[ФРАГМЕНТ ТЕКСТА]:
'''

«Я глупая, да?»
«Я ОДИН раз в интернате спросила, почему нам нельзя любить друг друга.
Мы что, преступление делаем ? А они сказали: «Так не положено!» -обветренную,
натруженную мужскую руку с большими мослами Катя, как птичка лапку, прижимает
к груди патетическим жестом. Но нет, это не поза, это мышечный спазм. И слова
её валятся неразборчивой кашей, с провалами-паузами, так, что знаки препинания
я теперь расставляю просто по смыслу, а не по слуху.
Катя, вечная девочка 28 лет, мямлит. Но ошпаривает шекспировскими вопросами.
«А вы не знаете, почему мы не можем быть вместе? Это потому, что я глупая,
да?» -она склоняет голову на бочок и смотрит долго, взглядом, ушедшим в себя,
пока под Димой ходуном ходит инвалидная коляска: он так много хочет сказать!
Но не может.
…Пасха, крашеные яйца. Апрель. Их время. Мы пьём чай в Катиной комнате
в «девчачьем крыле». Катя нежно обнимает чайник, чашки, пакетик заварки…
Хозяйничает. Её большие глаза блестят от радости, как будто в них постоянно
играет солнечный свет. Дима подкатывает поближе к накрытому столу и что-то
пытается мне сказать, но мычит. Катя кивает, тяжело всплёскивает руками
и начинает медленно, почти по слогам переводить Димины звуки: «Сегодня мы с ним
в первый раз завтракаем вместе!»

'''

[ИНСТРУКЦИЯ К ЗАДАНИЮ]: Продублируйте без изменений отрывок из фрагмента текста со слов «Катя, вечная девочка» по слова «Но не может.» включительно.

[ПРЕДОСТАВЛЕННЫЕ МАТЕРИАЛЫ]:
'''

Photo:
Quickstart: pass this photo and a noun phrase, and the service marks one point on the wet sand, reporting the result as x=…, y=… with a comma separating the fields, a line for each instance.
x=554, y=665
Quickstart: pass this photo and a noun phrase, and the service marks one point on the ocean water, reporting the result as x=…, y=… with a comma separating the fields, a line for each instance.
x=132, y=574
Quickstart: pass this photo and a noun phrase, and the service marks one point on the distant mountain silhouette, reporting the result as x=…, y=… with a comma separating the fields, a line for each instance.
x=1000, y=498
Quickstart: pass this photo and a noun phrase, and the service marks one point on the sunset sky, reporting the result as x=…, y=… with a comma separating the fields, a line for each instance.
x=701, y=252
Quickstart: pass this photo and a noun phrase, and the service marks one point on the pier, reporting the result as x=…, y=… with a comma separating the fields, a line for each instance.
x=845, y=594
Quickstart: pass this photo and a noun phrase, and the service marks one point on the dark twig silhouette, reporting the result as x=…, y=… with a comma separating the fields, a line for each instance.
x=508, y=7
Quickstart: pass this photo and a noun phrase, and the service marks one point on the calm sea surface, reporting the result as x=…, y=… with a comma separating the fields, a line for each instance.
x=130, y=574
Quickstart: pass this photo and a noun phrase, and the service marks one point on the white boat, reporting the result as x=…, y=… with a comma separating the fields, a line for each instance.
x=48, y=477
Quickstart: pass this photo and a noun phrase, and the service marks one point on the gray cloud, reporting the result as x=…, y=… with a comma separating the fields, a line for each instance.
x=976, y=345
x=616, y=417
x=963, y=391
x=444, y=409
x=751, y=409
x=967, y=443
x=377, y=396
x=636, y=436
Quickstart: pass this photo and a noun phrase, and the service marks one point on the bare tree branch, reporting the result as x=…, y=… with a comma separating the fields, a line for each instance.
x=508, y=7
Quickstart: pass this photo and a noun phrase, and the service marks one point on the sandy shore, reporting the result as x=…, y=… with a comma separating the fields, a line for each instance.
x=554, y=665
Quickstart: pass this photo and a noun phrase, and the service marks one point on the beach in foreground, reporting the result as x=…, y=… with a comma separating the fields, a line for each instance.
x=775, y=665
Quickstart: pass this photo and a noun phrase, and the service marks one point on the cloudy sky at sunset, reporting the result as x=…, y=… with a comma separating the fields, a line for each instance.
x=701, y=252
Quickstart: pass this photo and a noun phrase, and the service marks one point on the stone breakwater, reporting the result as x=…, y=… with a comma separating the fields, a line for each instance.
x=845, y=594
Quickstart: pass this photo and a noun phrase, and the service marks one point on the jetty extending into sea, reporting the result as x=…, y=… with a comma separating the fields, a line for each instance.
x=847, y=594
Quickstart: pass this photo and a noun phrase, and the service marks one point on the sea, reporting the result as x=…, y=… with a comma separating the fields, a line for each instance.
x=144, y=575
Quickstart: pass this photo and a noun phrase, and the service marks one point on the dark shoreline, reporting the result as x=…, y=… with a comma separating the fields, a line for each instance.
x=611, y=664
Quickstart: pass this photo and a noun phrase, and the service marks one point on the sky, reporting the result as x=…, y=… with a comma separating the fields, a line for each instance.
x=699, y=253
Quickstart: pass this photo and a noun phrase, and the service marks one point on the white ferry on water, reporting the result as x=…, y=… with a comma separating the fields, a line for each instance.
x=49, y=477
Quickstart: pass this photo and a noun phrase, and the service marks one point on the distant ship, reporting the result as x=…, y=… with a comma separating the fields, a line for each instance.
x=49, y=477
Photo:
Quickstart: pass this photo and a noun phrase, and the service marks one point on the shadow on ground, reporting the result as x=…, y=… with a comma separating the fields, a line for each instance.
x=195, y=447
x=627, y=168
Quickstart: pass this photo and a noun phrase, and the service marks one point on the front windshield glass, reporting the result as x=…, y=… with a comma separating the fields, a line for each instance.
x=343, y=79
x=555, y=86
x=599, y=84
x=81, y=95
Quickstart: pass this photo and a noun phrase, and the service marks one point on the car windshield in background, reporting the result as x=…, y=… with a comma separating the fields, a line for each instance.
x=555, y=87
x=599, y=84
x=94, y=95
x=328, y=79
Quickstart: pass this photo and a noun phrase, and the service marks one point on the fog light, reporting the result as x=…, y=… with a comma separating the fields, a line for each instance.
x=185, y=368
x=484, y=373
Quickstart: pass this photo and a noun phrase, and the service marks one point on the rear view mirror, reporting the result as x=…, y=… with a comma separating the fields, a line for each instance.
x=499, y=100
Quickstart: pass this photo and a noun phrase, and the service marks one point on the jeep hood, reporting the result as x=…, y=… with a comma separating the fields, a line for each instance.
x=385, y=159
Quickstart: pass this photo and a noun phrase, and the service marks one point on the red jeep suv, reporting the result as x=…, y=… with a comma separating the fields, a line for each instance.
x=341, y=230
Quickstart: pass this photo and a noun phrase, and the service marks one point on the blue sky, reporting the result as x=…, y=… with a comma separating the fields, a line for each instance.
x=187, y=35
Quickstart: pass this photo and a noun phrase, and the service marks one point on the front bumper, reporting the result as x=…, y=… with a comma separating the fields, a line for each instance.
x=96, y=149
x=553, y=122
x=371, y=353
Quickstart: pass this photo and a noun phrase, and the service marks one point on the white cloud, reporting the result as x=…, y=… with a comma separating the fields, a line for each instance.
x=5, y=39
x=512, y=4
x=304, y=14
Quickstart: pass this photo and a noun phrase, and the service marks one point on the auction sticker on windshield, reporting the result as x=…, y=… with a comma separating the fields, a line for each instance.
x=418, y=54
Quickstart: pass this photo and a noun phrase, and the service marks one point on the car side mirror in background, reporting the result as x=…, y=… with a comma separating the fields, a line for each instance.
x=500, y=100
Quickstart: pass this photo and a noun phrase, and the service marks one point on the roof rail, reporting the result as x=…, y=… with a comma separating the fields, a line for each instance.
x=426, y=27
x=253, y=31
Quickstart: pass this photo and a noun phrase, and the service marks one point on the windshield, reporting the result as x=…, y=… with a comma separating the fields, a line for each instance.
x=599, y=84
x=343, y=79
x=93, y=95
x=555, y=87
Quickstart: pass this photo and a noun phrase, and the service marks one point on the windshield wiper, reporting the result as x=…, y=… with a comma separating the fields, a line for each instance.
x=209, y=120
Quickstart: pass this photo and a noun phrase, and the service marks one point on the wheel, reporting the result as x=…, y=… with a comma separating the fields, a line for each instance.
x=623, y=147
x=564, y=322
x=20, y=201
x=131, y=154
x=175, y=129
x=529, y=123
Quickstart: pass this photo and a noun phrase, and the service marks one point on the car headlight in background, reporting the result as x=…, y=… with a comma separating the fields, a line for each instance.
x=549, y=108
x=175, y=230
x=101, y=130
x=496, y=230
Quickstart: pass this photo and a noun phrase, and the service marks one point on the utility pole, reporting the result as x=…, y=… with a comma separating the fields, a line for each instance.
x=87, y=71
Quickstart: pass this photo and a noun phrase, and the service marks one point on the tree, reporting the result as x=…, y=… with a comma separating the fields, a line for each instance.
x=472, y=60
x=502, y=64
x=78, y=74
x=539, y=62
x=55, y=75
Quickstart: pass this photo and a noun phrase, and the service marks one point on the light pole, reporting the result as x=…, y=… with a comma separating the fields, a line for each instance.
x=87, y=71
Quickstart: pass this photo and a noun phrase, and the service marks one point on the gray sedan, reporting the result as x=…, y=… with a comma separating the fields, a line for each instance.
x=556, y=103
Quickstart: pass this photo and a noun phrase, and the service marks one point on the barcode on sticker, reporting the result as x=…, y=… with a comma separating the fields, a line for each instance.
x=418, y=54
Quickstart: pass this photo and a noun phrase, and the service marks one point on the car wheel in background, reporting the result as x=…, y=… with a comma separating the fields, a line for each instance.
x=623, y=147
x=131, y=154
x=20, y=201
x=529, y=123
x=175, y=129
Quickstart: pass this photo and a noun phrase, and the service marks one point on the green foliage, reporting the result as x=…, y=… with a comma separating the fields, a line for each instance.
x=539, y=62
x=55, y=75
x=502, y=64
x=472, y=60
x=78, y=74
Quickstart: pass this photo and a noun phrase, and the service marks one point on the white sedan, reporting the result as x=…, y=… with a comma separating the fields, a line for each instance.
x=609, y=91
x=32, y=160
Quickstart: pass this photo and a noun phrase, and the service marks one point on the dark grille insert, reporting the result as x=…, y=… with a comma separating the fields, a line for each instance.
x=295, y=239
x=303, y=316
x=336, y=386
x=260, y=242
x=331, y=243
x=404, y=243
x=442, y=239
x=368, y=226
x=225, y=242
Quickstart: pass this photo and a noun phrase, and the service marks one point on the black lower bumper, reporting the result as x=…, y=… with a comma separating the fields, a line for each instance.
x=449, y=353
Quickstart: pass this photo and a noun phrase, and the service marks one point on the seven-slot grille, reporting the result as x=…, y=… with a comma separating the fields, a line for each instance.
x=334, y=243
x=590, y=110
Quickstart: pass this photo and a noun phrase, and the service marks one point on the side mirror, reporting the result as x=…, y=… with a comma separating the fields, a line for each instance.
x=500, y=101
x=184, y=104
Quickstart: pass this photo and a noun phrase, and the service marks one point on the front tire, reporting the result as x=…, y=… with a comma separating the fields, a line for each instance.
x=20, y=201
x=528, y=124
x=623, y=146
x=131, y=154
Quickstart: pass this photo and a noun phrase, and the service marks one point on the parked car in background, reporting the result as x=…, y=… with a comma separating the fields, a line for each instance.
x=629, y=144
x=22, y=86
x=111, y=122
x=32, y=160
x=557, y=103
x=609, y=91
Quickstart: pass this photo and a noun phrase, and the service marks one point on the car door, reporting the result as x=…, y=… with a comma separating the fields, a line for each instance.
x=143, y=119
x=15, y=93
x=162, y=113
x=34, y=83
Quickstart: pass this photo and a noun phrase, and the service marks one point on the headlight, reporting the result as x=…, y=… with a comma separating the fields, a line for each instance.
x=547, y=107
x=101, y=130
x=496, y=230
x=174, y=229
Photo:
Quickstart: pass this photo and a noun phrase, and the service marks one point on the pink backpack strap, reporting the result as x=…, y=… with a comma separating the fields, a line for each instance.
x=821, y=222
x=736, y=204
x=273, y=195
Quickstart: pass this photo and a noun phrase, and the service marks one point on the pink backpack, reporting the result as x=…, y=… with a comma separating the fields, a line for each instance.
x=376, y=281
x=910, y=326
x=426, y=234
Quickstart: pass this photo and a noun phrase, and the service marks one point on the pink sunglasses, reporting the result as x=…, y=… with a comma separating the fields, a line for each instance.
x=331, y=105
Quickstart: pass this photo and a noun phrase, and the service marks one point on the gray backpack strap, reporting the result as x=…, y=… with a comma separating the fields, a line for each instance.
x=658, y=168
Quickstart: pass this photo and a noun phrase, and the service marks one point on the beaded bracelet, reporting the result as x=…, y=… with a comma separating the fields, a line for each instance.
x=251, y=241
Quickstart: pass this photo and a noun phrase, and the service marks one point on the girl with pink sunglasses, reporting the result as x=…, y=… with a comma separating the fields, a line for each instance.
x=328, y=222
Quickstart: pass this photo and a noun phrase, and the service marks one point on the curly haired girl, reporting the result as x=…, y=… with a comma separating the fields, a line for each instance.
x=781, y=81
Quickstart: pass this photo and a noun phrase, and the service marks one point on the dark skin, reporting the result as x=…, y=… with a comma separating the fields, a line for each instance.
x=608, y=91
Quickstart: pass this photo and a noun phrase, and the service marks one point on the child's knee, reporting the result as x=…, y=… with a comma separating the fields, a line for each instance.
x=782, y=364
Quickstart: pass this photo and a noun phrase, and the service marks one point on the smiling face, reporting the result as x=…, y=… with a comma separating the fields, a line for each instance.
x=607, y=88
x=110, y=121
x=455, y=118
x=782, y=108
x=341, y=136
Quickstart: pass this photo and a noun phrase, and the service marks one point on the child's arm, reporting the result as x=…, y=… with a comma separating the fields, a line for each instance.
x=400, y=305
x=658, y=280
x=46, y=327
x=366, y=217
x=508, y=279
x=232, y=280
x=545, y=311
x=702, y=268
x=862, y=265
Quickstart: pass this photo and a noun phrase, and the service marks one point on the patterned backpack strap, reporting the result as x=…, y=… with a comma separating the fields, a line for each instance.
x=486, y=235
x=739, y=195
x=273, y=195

'''

[ПОЛНЫЙ ОТВЕТ]:
Катя, вечная девочка 28 лет, мямлит. Но ошпаривает шекспировскими вопросами.
«А вы не знаете, почему мы не можем быть вместе? Это потому, что я глупая,
да?» -она склоняет голову на бочок и смотрит долго, взглядом, ушедшим в себя,
пока под Димой ходуном ходит инвалидная коляска: он так много хочет сказать!
Но не может.